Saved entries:
* * * * * * *

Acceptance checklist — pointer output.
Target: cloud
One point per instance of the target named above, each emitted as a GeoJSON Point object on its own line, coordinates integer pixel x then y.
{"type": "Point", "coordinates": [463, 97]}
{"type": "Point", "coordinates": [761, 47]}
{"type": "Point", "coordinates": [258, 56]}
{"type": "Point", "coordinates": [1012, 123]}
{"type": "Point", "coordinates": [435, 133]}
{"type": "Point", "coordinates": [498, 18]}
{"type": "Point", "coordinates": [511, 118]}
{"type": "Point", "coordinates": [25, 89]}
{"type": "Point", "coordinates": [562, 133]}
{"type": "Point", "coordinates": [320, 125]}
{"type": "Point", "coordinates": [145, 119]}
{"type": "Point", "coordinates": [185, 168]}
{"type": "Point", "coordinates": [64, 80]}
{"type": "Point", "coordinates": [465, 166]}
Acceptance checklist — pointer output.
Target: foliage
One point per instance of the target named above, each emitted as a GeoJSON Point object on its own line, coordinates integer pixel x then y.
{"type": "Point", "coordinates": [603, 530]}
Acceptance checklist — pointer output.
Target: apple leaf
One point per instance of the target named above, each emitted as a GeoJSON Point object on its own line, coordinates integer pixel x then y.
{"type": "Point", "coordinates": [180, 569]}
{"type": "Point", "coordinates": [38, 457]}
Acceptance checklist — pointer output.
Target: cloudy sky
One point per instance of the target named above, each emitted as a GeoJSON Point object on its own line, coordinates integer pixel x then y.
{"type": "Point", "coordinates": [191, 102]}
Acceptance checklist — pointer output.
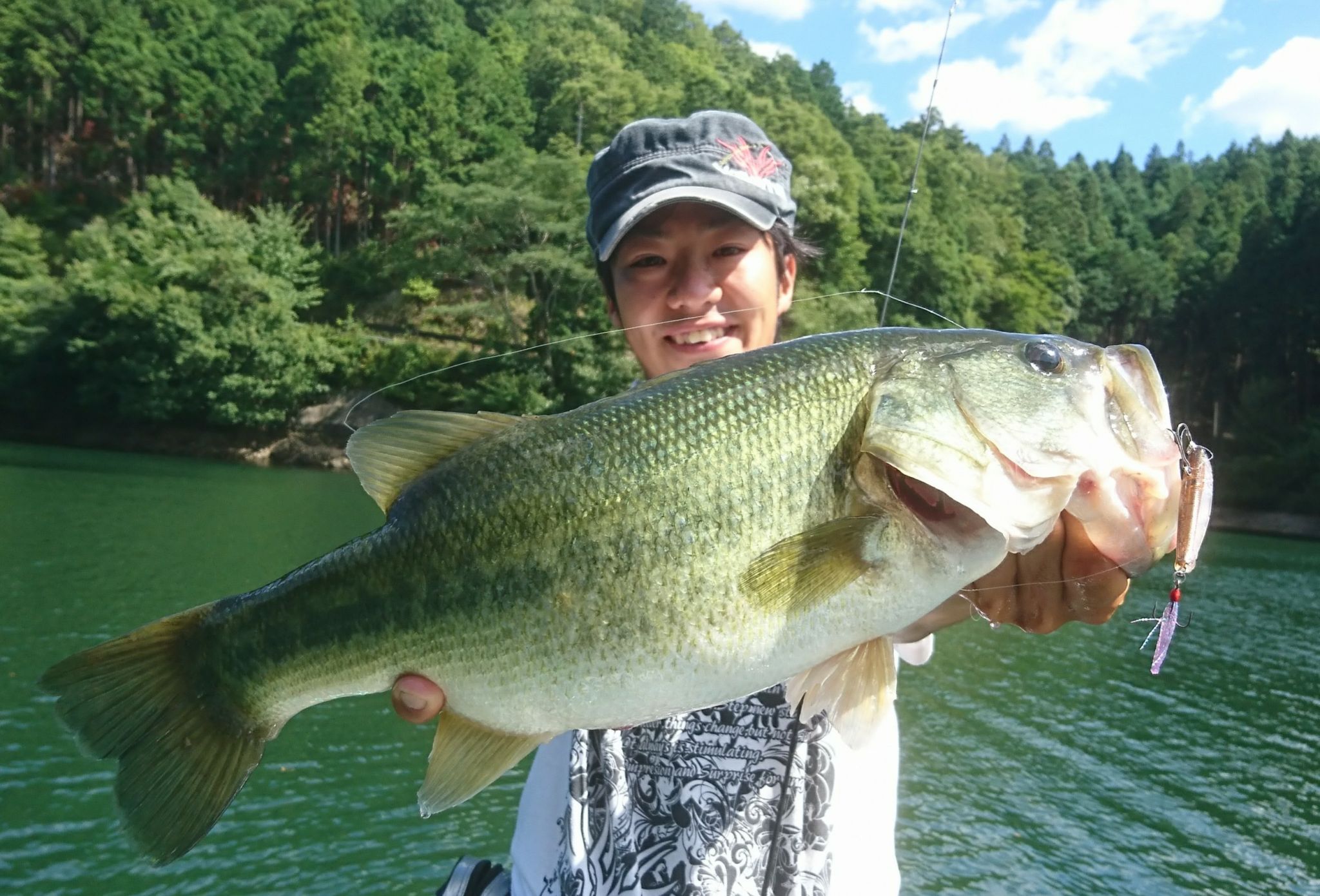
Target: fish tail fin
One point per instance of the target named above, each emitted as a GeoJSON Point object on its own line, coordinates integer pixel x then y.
{"type": "Point", "coordinates": [182, 755]}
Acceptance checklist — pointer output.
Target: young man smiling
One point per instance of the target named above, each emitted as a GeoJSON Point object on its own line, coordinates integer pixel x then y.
{"type": "Point", "coordinates": [692, 225]}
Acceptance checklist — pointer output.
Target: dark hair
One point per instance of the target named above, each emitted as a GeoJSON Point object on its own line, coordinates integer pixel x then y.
{"type": "Point", "coordinates": [782, 239]}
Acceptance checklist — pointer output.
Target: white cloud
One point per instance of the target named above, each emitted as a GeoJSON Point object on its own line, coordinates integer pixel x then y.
{"type": "Point", "coordinates": [859, 95]}
{"type": "Point", "coordinates": [914, 40]}
{"type": "Point", "coordinates": [770, 49]}
{"type": "Point", "coordinates": [782, 10]}
{"type": "Point", "coordinates": [1059, 66]}
{"type": "Point", "coordinates": [1279, 94]}
{"type": "Point", "coordinates": [898, 7]}
{"type": "Point", "coordinates": [1005, 8]}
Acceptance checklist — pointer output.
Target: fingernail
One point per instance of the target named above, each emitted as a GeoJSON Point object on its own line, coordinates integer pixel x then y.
{"type": "Point", "coordinates": [411, 701]}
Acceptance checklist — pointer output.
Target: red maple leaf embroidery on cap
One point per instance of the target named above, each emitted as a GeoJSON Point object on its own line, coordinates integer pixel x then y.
{"type": "Point", "coordinates": [758, 165]}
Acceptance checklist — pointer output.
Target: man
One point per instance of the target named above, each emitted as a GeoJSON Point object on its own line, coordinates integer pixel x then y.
{"type": "Point", "coordinates": [692, 223]}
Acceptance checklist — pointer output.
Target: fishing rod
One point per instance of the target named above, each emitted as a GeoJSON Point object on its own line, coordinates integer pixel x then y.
{"type": "Point", "coordinates": [917, 168]}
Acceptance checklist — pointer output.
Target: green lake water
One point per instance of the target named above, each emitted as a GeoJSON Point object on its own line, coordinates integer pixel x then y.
{"type": "Point", "coordinates": [1031, 765]}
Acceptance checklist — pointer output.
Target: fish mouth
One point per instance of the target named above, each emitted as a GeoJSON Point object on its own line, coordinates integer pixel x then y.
{"type": "Point", "coordinates": [929, 505]}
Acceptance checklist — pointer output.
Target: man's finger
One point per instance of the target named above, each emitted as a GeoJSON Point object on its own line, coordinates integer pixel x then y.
{"type": "Point", "coordinates": [416, 698]}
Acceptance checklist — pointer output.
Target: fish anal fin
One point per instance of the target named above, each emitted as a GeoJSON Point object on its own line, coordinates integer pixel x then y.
{"type": "Point", "coordinates": [466, 757]}
{"type": "Point", "coordinates": [811, 567]}
{"type": "Point", "coordinates": [391, 453]}
{"type": "Point", "coordinates": [856, 689]}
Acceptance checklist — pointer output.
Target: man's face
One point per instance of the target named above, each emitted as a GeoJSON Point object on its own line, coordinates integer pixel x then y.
{"type": "Point", "coordinates": [700, 283]}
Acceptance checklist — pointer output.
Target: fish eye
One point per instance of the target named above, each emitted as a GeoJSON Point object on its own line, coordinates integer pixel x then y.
{"type": "Point", "coordinates": [1044, 356]}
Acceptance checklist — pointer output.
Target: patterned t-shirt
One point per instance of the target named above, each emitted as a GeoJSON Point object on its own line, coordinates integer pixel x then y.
{"type": "Point", "coordinates": [692, 805]}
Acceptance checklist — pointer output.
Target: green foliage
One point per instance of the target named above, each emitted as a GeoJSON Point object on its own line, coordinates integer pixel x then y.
{"type": "Point", "coordinates": [436, 150]}
{"type": "Point", "coordinates": [185, 312]}
{"type": "Point", "coordinates": [32, 301]}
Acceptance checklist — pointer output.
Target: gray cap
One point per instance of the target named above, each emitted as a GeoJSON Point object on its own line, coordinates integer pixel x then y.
{"type": "Point", "coordinates": [717, 157]}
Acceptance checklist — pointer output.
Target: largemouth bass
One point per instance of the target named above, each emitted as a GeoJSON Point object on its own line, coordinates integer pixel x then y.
{"type": "Point", "coordinates": [704, 536]}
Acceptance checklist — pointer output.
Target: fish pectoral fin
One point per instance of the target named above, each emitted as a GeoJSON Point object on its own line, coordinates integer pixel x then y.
{"type": "Point", "coordinates": [465, 758]}
{"type": "Point", "coordinates": [855, 688]}
{"type": "Point", "coordinates": [806, 569]}
{"type": "Point", "coordinates": [391, 453]}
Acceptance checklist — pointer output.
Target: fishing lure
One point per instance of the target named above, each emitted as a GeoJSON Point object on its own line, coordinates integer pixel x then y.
{"type": "Point", "coordinates": [1194, 516]}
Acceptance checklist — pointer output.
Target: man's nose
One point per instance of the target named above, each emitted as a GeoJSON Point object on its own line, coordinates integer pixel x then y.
{"type": "Point", "coordinates": [695, 287]}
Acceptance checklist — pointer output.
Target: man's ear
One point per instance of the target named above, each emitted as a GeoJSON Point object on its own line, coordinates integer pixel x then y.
{"type": "Point", "coordinates": [786, 283]}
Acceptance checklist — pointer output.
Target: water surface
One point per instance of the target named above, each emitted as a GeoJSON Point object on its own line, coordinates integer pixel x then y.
{"type": "Point", "coordinates": [1030, 765]}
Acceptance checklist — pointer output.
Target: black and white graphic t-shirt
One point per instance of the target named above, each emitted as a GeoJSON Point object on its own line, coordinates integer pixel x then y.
{"type": "Point", "coordinates": [692, 806]}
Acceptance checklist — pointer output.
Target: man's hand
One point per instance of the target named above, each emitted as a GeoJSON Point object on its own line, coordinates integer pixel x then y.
{"type": "Point", "coordinates": [1062, 579]}
{"type": "Point", "coordinates": [416, 698]}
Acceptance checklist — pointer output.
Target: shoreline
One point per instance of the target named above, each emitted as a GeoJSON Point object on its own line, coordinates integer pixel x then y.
{"type": "Point", "coordinates": [1268, 523]}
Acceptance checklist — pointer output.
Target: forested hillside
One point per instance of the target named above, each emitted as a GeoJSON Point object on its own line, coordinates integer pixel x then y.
{"type": "Point", "coordinates": [217, 211]}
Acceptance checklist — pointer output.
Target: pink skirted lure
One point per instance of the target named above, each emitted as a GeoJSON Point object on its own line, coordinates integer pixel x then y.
{"type": "Point", "coordinates": [1194, 518]}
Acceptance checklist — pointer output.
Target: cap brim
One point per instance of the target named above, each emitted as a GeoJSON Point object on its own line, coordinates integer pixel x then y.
{"type": "Point", "coordinates": [749, 210]}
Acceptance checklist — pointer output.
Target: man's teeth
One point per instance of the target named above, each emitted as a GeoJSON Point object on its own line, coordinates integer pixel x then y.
{"type": "Point", "coordinates": [699, 335]}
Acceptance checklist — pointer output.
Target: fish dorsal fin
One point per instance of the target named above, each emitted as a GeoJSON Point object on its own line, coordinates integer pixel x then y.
{"type": "Point", "coordinates": [391, 453]}
{"type": "Point", "coordinates": [811, 567]}
{"type": "Point", "coordinates": [856, 688]}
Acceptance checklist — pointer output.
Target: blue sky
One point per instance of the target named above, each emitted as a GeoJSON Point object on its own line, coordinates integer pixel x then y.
{"type": "Point", "coordinates": [1088, 75]}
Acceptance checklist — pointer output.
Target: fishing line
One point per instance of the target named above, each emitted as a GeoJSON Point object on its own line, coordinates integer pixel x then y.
{"type": "Point", "coordinates": [917, 168]}
{"type": "Point", "coordinates": [1022, 585]}
{"type": "Point", "coordinates": [621, 330]}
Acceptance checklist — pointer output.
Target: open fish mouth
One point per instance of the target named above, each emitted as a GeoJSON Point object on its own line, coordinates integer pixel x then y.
{"type": "Point", "coordinates": [933, 507]}
{"type": "Point", "coordinates": [927, 502]}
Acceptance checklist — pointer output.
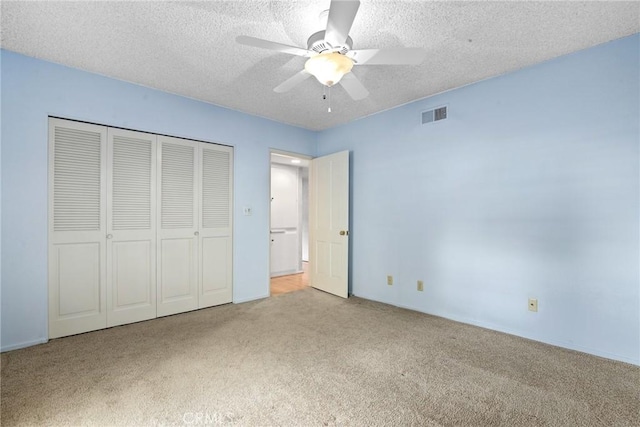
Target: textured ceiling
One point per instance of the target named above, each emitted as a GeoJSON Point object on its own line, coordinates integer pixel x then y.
{"type": "Point", "coordinates": [189, 48]}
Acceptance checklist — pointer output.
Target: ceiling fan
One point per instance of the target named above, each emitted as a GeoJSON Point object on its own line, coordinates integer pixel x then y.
{"type": "Point", "coordinates": [330, 53]}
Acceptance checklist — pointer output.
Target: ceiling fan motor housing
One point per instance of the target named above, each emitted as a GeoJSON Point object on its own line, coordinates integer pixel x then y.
{"type": "Point", "coordinates": [317, 43]}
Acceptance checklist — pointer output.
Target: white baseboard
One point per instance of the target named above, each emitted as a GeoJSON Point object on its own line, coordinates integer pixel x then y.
{"type": "Point", "coordinates": [242, 300]}
{"type": "Point", "coordinates": [23, 345]}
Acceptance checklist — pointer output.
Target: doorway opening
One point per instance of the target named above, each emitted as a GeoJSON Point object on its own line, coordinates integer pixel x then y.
{"type": "Point", "coordinates": [289, 223]}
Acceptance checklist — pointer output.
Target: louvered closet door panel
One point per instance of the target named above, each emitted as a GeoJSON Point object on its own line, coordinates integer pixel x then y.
{"type": "Point", "coordinates": [216, 180]}
{"type": "Point", "coordinates": [178, 226]}
{"type": "Point", "coordinates": [131, 227]}
{"type": "Point", "coordinates": [77, 156]}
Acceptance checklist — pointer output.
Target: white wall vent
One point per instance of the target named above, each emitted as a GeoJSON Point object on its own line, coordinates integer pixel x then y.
{"type": "Point", "coordinates": [434, 115]}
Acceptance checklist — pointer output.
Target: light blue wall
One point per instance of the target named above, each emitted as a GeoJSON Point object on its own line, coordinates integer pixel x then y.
{"type": "Point", "coordinates": [528, 189]}
{"type": "Point", "coordinates": [32, 90]}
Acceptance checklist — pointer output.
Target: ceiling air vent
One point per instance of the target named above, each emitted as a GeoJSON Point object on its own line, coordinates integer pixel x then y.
{"type": "Point", "coordinates": [434, 115]}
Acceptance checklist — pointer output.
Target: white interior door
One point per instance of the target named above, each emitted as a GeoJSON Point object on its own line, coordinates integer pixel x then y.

* * * * * * *

What this task involves -> In your answer, include only the lines above starting at the line that holds "Target: man's nose" and ending at the line that holds "Target: man's ear", copied exactly.

Task solution ->
Target: man's nose
One point per instance of the target named above, each emitted as a GeoJSON Point object on its own line, coordinates integer pixel x then y.
{"type": "Point", "coordinates": [695, 287]}
Acceptance checklist — pointer output.
Target: man's ear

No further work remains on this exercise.